____ SOURCE MATERIAL
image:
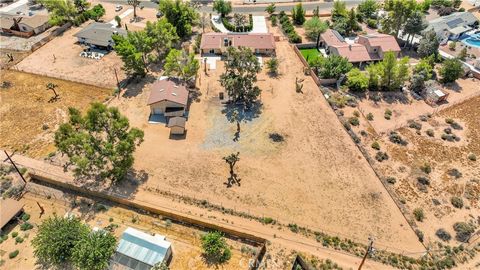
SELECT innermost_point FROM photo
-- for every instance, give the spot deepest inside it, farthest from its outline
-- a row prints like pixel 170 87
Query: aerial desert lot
pixel 316 177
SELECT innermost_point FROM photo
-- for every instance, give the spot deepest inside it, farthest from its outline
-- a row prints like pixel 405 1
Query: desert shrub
pixel 455 173
pixel 423 180
pixel 391 180
pixel 426 168
pixel 376 145
pixel 443 235
pixel 419 235
pixel 394 137
pixel 354 121
pixel 415 125
pixel 215 247
pixel 26 226
pixel 463 230
pixel 13 254
pixel 381 156
pixel 457 202
pixel 418 213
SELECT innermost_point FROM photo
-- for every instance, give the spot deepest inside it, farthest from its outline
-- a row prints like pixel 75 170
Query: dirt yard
________
## PROMPT
Copy every data item above word for word, leaving out the pictures.

## RESULT OF THE EXERCISE
image:
SELECT innermost_point FROM photo
-- for every instance, give the spot deepest inside it, farthest from its outline
-- a row prints like pixel 170 87
Query: aerial desert lot
pixel 316 177
SELECT innermost_point FROM photo
-- for every instance, give the spot deepest inside it, farthest from its outline
-- a row prints like pixel 405 1
Query: desert shrub
pixel 455 173
pixel 423 180
pixel 391 180
pixel 426 168
pixel 376 145
pixel 443 235
pixel 419 235
pixel 394 137
pixel 354 121
pixel 415 125
pixel 215 247
pixel 26 226
pixel 463 230
pixel 13 254
pixel 381 156
pixel 457 202
pixel 418 213
SELECT innermost_point FROM photo
-- for every instance, give the spot deepest inside it, farthest from its outline
-- a row prints like pixel 75 170
Query: dirt yard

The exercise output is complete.